▶ [What the task requires]:
Each line below from the one containing "Need: the innermost point of each instance of the wooden" through the one containing "Target: sea" is to be given again exactly, and no line outside that span.

○ ○ ○ ○ ○

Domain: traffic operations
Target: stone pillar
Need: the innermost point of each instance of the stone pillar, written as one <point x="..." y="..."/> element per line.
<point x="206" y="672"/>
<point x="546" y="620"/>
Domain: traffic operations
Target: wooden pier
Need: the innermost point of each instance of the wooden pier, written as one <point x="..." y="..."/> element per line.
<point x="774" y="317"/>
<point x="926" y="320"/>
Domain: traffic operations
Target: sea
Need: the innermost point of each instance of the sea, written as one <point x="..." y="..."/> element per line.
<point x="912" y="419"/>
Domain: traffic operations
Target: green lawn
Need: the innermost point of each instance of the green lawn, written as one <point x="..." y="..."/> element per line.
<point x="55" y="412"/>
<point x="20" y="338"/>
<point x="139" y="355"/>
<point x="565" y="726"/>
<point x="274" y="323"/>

○ ○ ○ ○ ○

▶ [Task answer]:
Need: the innermost point of each instance of the wooden pier, written as one <point x="..." y="..."/> element per line.
<point x="774" y="317"/>
<point x="926" y="320"/>
Domain: traffic operations
Target: sea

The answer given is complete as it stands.